Entries from a pointing dataset
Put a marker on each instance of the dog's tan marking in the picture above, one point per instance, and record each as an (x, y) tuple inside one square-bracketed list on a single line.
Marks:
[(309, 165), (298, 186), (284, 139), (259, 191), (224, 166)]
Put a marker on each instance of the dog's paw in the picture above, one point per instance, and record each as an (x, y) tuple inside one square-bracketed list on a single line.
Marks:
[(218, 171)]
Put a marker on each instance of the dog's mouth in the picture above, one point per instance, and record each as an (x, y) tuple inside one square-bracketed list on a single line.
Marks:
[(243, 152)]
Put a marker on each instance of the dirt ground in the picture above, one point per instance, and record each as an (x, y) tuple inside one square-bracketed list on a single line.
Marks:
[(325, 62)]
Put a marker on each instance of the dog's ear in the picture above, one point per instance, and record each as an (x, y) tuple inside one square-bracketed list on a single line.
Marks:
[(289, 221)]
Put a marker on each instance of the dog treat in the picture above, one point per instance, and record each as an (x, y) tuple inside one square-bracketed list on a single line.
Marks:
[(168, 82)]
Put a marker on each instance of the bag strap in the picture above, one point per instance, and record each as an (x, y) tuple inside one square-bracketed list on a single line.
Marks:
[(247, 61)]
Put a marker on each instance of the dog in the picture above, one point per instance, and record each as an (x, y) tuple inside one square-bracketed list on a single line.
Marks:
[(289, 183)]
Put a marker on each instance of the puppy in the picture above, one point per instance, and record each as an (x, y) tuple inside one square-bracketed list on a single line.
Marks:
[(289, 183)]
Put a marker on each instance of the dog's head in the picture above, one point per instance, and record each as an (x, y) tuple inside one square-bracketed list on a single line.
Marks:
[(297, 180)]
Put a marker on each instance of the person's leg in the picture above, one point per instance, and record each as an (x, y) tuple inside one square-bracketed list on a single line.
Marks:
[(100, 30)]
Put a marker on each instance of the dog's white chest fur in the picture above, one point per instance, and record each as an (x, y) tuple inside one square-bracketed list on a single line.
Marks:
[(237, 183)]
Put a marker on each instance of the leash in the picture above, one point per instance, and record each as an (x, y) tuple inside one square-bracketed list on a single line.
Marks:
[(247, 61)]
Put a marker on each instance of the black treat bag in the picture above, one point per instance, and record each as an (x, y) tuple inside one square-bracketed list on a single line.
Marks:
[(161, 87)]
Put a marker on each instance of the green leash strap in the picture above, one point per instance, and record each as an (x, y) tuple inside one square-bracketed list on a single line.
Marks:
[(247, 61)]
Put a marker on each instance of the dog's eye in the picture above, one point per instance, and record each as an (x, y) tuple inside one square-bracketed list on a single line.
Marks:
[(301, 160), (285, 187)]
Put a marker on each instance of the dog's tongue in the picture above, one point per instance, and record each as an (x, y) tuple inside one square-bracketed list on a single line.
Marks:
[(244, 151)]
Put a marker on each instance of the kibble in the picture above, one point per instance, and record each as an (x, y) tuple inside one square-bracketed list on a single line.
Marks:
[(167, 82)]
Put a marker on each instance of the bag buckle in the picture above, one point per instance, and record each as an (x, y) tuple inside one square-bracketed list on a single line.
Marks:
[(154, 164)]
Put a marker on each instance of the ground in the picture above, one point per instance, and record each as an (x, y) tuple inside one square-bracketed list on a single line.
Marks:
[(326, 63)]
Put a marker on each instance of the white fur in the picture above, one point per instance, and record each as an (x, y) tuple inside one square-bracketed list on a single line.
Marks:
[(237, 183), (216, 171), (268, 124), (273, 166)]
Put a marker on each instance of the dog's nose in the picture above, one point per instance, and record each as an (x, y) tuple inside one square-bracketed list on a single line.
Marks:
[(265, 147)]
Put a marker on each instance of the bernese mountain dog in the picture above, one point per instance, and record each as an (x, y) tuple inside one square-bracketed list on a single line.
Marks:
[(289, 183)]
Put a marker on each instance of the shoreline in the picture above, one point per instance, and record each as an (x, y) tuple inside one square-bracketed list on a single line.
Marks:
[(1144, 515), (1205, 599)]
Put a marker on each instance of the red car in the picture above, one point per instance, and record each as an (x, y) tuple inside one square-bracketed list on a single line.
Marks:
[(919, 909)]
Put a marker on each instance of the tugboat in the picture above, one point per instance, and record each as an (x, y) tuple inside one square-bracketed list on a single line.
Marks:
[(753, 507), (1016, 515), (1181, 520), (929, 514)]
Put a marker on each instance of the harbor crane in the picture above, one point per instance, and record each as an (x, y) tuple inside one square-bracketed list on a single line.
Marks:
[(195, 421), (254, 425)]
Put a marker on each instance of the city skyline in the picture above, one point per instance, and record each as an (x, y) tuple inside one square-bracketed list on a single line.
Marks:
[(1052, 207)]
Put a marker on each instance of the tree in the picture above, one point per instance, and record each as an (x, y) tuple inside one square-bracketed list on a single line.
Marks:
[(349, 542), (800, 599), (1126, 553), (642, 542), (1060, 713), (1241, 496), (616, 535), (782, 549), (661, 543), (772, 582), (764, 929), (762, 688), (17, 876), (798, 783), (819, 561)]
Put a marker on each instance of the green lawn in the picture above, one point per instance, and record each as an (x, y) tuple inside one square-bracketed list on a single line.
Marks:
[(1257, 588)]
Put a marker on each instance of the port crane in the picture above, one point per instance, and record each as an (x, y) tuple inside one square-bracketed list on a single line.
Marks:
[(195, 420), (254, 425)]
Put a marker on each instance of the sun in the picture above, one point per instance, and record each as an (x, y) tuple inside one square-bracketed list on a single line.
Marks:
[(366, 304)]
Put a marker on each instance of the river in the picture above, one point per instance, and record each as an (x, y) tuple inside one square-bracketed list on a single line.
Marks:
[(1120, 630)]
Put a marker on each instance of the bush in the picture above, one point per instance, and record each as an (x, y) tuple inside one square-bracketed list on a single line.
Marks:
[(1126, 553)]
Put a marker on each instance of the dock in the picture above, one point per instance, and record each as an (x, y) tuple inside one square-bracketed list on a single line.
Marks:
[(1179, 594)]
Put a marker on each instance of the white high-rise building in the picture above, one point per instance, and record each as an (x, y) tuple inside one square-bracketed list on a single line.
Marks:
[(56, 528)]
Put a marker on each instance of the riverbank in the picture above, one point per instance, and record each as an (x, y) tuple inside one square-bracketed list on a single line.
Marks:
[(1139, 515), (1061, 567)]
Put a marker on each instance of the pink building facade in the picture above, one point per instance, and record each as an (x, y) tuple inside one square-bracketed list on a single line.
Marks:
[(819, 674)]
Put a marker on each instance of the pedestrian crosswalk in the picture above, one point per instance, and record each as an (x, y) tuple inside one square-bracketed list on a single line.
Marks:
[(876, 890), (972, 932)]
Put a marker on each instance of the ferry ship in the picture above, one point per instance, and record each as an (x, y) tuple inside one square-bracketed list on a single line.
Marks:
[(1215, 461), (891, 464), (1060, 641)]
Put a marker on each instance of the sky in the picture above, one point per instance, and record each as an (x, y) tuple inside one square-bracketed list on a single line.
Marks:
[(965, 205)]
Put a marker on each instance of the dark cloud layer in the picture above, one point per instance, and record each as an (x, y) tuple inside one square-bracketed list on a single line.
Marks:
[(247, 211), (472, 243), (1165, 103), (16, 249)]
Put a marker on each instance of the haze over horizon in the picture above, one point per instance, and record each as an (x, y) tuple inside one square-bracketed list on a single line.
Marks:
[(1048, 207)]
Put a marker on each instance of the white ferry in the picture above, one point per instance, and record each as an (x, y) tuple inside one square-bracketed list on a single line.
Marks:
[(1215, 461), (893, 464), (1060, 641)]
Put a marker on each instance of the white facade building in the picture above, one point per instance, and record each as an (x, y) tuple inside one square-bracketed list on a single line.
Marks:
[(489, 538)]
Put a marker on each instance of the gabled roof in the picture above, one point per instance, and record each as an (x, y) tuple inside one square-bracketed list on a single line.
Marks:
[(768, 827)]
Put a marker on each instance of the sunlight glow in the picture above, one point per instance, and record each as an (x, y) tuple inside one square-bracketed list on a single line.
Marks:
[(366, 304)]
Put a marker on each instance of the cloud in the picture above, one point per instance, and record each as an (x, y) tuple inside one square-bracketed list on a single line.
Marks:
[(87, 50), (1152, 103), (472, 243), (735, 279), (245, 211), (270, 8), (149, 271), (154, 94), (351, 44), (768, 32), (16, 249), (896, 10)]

**Aim of the exercise**
Repeat word for word each line from the one with "Put a marker on each instance of the white facade" to the end of the records above, inclusive.

**In response**
Put a marker on each instance of the white facade building in the picture above, one point per instance, and record each as an (x, y) tuple inside one square-bracketed list on a single line.
Marks:
[(489, 538)]
Put a marker on each instance of the gabled roof in the picture above, one point per instance, and record each as an (x, y) tuple inside one square-bracketed list on a single line.
Marks:
[(768, 827)]
Put a marker on each instance of the sunlight glow in the picture above, one point per instance, and record each as an (x, y) tuple inside one square-bracketed list on a single line.
Marks:
[(366, 304)]
Put a marker on each instance of the cloud in the picture above, one point per instance, and record each as an (x, y) tuple inside one square-bracketed list on a single line.
Marks:
[(87, 50), (1152, 103), (472, 243), (735, 279), (245, 211), (270, 8), (149, 271), (154, 94), (351, 44), (768, 32), (16, 249), (896, 10)]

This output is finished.